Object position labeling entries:
::::::

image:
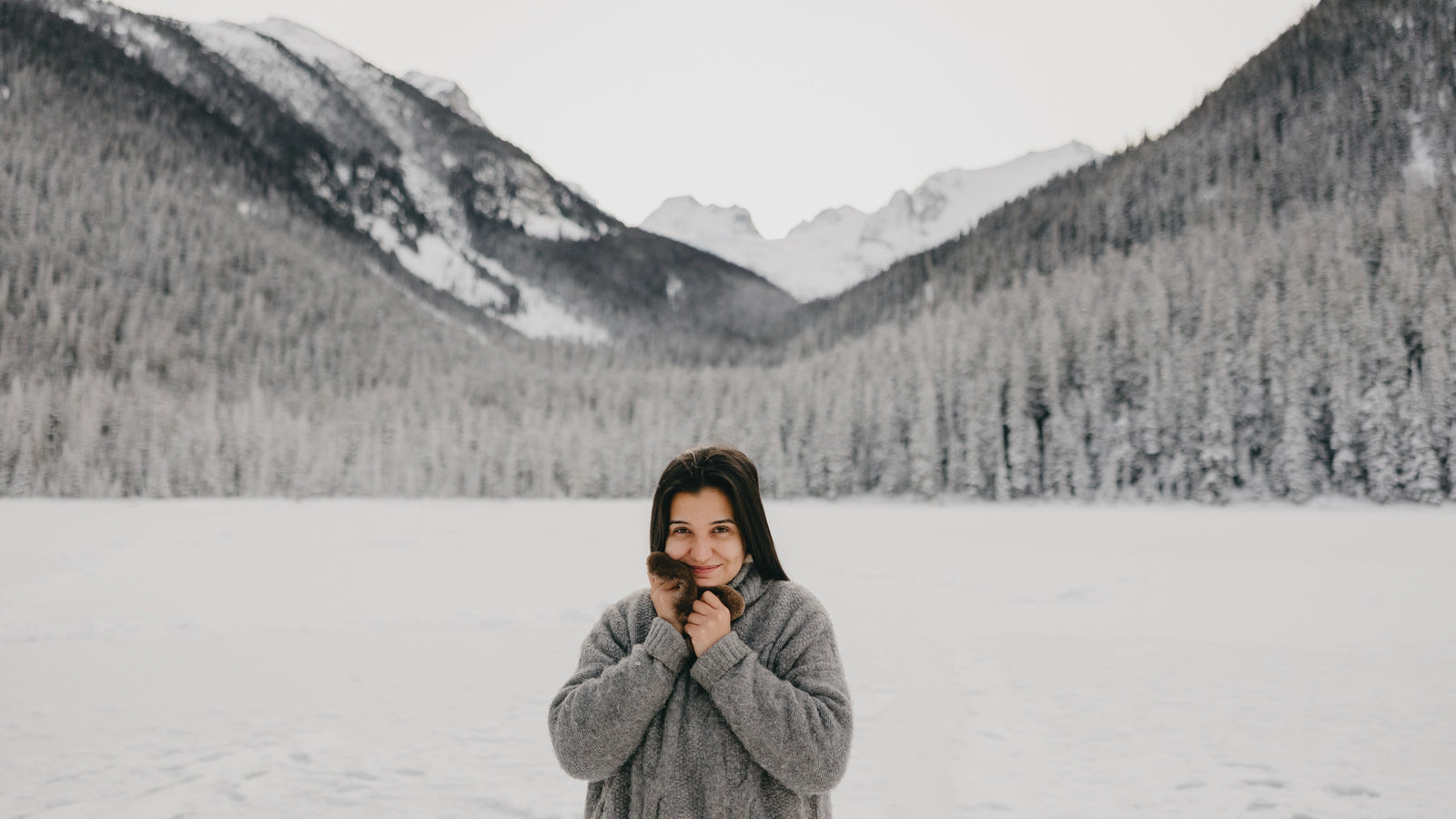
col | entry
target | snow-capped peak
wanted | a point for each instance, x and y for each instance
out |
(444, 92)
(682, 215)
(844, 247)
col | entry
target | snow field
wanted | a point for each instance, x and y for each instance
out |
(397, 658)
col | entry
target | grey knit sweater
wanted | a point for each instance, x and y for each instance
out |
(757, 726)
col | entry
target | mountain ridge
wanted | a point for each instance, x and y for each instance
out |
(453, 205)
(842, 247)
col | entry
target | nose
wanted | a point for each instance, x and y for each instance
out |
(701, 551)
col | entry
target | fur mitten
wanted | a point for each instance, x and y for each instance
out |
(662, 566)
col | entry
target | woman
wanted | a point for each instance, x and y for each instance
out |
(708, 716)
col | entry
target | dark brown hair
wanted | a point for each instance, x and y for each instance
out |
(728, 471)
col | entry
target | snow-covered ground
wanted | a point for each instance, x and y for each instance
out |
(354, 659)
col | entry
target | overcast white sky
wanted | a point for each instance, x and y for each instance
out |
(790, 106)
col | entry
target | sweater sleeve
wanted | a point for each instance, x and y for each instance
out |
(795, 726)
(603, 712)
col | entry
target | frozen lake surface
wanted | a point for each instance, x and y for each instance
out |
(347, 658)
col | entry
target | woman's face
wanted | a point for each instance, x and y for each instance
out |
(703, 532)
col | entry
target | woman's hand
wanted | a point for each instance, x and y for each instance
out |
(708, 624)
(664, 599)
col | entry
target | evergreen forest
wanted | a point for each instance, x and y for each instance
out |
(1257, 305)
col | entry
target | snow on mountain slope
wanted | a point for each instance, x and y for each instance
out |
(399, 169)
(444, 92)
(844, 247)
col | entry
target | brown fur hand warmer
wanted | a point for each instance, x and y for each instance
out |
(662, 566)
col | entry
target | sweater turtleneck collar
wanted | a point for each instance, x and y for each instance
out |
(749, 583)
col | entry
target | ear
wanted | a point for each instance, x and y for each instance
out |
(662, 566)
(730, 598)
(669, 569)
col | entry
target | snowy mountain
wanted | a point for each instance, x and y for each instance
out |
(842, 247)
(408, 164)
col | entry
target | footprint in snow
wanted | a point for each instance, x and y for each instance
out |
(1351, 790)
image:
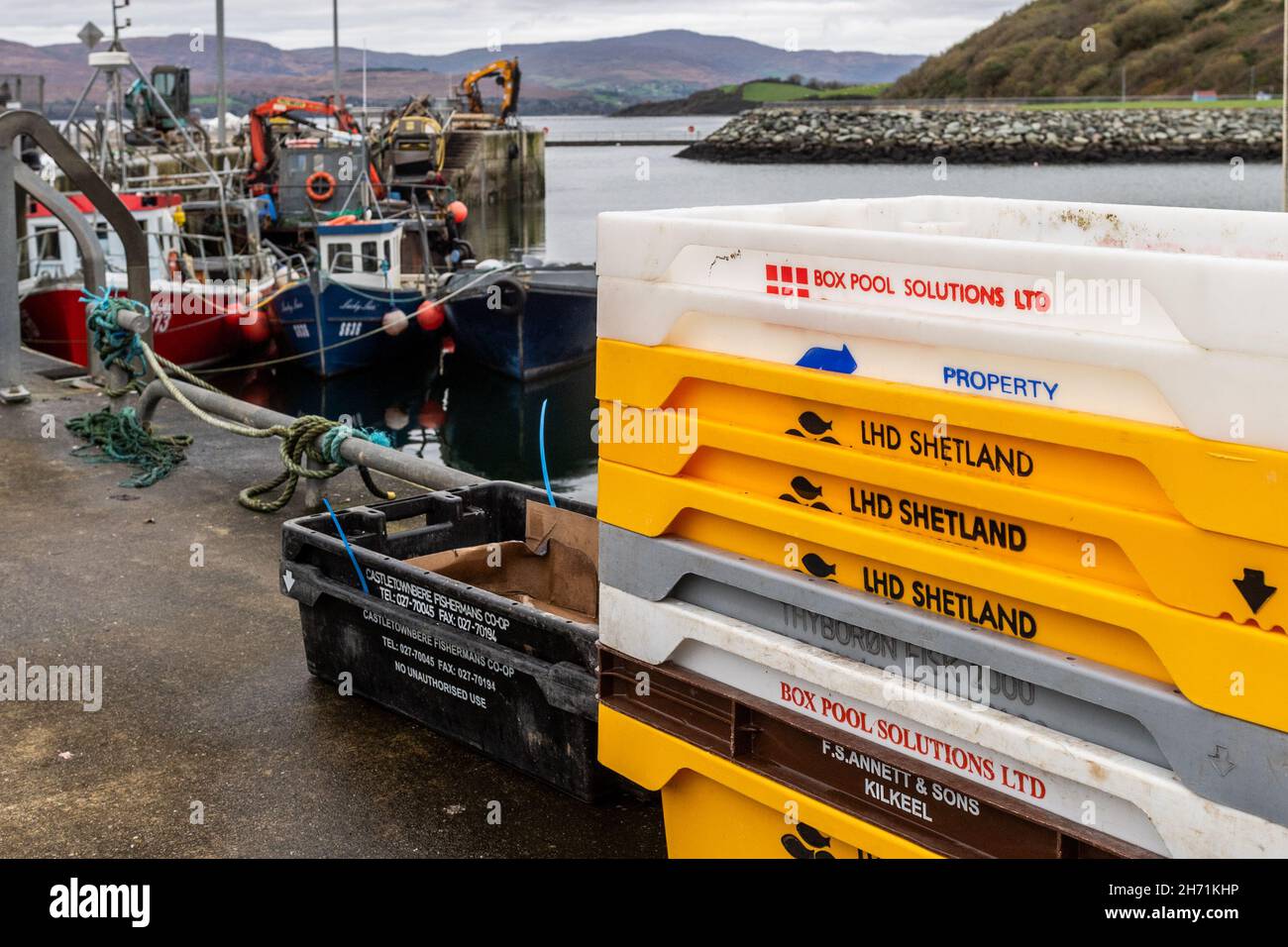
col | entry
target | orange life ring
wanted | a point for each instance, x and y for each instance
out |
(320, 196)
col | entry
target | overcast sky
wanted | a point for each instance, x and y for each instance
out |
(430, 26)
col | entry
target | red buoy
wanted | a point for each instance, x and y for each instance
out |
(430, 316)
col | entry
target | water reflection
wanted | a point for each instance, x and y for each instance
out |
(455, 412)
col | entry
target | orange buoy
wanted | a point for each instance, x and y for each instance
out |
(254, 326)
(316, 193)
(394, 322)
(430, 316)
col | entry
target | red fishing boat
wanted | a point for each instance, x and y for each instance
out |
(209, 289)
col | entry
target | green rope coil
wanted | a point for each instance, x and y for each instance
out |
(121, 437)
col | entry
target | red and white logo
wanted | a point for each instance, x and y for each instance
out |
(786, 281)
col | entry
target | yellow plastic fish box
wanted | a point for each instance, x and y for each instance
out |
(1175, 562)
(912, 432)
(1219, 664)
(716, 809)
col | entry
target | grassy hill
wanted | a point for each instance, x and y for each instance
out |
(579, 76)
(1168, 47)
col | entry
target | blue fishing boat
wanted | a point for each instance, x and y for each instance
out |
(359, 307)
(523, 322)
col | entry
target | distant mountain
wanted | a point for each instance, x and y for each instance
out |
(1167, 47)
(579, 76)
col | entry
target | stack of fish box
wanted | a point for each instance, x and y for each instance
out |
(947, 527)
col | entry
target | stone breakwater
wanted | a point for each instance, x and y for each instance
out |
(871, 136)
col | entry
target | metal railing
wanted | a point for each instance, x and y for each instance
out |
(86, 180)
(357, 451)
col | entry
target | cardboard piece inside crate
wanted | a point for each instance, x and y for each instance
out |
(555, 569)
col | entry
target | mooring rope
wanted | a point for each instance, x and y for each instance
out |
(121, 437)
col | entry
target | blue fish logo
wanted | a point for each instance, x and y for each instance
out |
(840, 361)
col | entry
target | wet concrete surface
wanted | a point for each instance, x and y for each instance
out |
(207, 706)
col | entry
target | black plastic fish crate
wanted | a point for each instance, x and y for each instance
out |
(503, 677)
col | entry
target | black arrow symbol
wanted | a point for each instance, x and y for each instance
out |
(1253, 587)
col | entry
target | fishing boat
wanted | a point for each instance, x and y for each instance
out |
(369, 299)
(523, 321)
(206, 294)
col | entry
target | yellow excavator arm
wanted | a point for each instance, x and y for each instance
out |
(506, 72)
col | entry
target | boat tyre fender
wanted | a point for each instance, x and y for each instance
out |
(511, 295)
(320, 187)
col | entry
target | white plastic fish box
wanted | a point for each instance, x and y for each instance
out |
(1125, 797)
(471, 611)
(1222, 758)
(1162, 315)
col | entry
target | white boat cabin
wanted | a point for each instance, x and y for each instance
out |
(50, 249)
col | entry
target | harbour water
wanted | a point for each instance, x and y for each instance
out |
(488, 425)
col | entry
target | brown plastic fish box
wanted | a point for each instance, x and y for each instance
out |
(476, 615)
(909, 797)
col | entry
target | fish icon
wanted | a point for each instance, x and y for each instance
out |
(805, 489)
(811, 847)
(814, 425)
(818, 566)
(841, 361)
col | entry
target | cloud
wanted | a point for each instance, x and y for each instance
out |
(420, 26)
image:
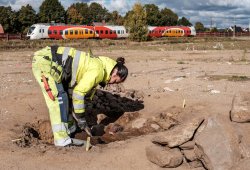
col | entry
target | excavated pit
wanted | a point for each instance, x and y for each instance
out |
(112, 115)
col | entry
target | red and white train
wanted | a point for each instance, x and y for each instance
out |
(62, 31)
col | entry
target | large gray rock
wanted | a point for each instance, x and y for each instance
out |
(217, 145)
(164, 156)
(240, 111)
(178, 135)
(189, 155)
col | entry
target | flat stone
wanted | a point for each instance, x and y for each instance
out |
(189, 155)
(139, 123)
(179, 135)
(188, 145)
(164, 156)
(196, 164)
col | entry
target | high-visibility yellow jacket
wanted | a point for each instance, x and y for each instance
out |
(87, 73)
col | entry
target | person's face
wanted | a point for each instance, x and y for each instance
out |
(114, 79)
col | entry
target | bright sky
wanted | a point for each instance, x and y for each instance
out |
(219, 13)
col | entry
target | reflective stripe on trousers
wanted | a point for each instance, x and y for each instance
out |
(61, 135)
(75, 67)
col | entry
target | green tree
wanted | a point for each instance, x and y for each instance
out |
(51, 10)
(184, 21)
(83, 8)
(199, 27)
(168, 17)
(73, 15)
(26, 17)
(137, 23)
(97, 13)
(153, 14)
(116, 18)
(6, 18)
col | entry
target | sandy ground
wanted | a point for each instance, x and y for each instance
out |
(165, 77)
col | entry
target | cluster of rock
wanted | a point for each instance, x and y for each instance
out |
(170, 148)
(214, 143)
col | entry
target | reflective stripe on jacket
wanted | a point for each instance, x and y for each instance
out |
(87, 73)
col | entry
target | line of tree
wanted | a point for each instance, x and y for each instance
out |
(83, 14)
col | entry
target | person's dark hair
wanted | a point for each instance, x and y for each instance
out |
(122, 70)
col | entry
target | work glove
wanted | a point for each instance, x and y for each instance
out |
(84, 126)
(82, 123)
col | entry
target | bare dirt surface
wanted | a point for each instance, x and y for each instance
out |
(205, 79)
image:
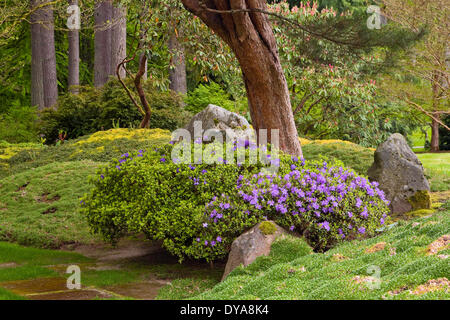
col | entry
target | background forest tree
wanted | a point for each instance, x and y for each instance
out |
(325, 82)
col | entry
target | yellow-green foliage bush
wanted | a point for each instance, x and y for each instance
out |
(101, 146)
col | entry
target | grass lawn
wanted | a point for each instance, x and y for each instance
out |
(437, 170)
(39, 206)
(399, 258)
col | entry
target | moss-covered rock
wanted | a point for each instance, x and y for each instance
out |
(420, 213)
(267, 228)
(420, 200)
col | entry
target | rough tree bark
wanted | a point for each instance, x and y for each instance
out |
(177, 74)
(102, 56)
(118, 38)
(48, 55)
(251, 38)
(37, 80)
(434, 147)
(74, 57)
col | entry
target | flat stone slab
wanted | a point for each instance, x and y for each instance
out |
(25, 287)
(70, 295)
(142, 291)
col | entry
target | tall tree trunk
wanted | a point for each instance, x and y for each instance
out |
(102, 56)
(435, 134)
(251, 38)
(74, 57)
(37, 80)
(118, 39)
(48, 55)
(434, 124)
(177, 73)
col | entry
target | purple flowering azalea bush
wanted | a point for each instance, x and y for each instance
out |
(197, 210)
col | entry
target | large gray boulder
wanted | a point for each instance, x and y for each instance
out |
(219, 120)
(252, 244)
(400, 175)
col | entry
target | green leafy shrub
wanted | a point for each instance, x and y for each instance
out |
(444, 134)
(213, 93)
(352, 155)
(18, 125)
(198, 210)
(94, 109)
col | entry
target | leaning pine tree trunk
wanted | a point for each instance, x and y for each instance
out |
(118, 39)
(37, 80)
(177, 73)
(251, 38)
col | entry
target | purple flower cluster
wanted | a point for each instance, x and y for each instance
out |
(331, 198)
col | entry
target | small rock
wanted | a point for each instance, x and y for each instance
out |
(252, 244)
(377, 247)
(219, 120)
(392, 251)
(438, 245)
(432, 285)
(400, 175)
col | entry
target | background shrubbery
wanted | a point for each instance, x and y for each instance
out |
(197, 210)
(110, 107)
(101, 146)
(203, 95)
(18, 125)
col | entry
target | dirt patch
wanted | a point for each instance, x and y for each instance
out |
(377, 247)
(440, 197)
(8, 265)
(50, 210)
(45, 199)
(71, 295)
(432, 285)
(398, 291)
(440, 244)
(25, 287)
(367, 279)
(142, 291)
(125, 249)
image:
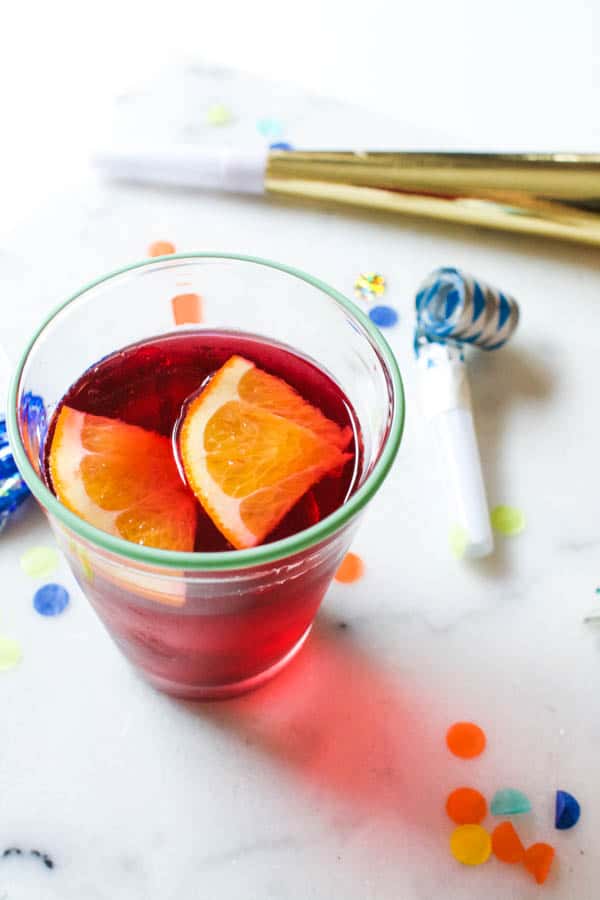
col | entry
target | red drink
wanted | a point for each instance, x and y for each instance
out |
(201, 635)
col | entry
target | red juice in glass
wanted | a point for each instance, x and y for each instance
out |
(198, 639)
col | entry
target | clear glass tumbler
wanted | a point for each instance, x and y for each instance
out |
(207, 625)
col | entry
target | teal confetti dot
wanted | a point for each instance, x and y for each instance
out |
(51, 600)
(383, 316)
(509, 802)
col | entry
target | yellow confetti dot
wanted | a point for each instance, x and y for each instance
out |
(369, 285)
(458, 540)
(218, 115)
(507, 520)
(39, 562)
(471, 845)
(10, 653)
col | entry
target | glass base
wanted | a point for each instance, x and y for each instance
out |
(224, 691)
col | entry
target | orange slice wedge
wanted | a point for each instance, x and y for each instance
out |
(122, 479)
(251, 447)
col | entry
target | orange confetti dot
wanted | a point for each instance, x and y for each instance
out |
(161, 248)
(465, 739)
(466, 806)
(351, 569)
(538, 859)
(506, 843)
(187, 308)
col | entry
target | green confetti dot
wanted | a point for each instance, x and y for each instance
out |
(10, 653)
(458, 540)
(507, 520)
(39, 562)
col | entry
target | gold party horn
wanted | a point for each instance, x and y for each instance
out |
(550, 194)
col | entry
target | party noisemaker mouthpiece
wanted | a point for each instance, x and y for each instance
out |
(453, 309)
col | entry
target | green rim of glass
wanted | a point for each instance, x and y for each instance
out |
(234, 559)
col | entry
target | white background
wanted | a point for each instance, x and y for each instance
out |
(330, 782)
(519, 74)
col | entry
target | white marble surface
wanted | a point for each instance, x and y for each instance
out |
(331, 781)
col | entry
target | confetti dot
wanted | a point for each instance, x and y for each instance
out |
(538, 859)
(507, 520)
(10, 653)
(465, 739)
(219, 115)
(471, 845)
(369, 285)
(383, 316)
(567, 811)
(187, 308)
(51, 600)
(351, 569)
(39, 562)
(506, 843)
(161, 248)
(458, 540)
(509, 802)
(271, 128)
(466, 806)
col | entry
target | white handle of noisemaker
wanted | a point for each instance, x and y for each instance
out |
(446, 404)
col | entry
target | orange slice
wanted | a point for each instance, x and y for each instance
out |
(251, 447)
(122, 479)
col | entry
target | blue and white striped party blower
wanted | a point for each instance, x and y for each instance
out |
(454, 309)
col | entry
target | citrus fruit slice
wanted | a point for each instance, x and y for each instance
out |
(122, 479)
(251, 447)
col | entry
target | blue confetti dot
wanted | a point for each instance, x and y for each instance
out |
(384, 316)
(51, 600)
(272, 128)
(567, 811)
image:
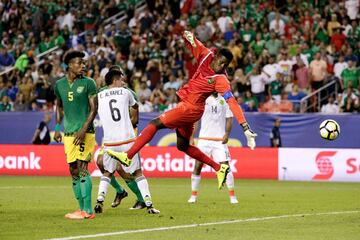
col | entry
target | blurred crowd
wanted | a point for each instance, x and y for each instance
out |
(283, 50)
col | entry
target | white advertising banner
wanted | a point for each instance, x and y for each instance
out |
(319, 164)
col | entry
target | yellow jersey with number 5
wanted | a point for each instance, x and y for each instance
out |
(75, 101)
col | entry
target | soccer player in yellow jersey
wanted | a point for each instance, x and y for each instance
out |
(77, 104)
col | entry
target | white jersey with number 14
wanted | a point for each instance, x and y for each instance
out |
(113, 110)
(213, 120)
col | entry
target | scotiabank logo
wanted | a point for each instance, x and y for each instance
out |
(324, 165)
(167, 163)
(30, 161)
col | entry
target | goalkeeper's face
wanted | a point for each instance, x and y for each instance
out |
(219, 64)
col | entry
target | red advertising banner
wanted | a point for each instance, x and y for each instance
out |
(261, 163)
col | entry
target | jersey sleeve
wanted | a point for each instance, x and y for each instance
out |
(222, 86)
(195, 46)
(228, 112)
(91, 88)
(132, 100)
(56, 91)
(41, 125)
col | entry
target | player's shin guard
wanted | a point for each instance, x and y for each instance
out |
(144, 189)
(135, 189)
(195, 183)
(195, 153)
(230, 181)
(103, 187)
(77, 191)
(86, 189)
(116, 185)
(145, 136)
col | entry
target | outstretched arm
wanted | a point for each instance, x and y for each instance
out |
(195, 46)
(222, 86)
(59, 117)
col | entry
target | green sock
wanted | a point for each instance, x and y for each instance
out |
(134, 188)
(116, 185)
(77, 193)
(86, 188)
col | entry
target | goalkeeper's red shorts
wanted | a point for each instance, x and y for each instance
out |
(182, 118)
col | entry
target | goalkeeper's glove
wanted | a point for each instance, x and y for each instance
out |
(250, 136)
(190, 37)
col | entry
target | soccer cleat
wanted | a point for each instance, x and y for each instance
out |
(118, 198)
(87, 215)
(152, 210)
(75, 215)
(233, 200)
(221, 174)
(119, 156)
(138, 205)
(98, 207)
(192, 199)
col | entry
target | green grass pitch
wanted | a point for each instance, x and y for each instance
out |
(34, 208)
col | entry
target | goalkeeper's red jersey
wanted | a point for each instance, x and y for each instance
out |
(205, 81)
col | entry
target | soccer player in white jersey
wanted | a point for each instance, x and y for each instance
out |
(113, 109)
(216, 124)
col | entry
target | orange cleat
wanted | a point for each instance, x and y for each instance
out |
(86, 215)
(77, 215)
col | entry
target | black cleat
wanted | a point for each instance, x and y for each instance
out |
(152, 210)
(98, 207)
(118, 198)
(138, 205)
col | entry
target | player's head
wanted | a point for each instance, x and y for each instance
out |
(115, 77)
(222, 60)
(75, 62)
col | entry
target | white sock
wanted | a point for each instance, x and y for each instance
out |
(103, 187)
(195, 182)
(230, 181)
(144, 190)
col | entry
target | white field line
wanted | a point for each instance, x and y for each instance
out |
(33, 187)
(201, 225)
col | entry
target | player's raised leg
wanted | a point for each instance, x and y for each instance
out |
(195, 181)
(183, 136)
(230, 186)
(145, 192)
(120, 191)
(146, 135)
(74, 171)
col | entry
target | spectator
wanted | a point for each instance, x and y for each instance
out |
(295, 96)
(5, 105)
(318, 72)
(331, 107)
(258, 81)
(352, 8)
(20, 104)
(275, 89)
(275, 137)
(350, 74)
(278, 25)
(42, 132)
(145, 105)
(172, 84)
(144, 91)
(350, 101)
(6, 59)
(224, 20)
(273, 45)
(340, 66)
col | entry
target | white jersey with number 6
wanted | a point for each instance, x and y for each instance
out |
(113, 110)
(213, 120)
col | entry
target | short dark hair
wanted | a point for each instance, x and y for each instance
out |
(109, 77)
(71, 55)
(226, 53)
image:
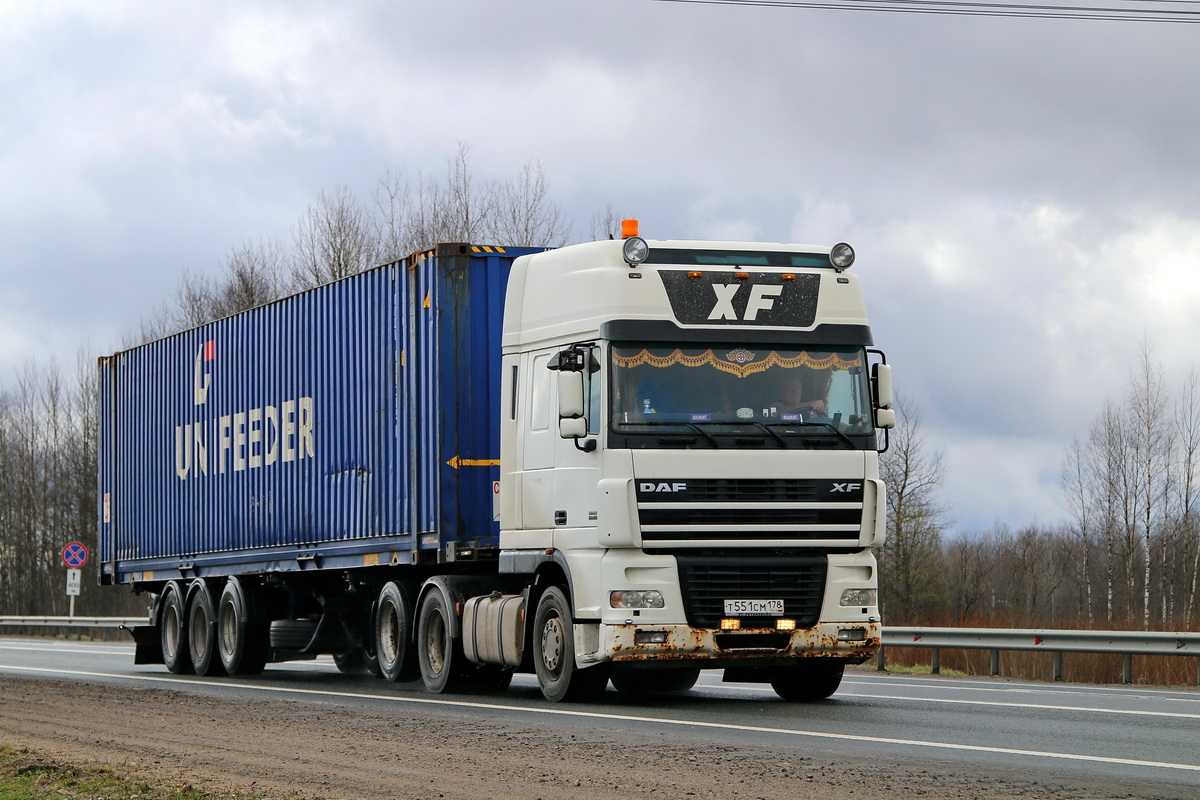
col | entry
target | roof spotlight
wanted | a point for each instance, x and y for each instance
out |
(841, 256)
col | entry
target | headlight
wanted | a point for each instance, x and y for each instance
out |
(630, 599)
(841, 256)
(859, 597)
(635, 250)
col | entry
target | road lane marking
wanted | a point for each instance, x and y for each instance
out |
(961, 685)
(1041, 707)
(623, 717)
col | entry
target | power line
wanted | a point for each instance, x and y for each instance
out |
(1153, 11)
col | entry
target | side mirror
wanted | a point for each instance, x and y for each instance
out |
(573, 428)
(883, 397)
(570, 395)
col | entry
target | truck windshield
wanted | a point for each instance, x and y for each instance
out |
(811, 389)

::::::

Filter the material above down to every line containing the word "advertising", copying each such line in full. Case counts.

== Answer to this task ==
target | white advertising banner
target | red advertising banner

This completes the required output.